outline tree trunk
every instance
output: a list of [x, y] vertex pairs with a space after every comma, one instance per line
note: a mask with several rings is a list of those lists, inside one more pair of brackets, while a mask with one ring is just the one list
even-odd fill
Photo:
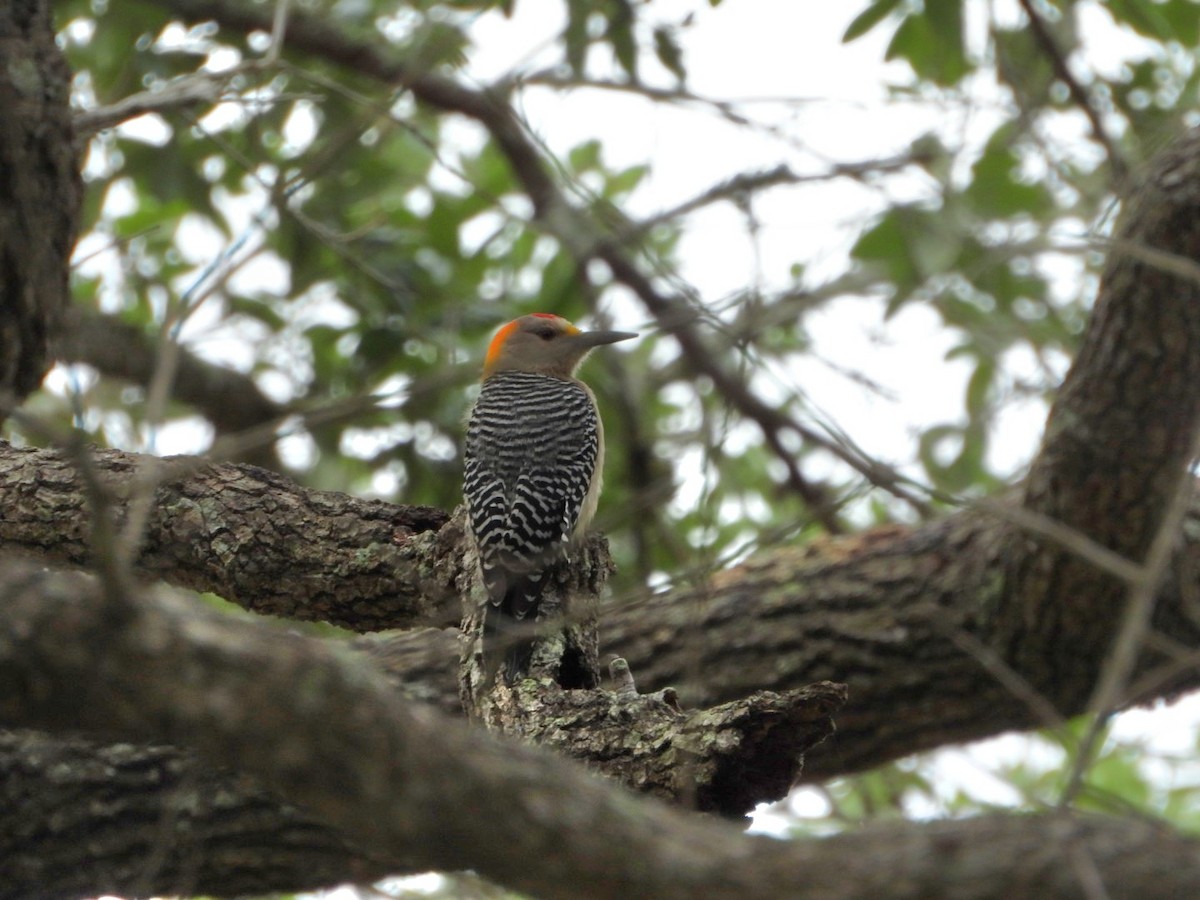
============================================================
## Task statement:
Transcribe each entry above exactly, apart from the pictures.

## Response area:
outline tree trunk
every instance
output: a list of [x, y] vertex pairs with a space after every comma, one instance per line
note: a mask with several rings is a list of those lists, inside one more pair of brackets, while a mask with one ring is just the one list
even-odd fill
Photo:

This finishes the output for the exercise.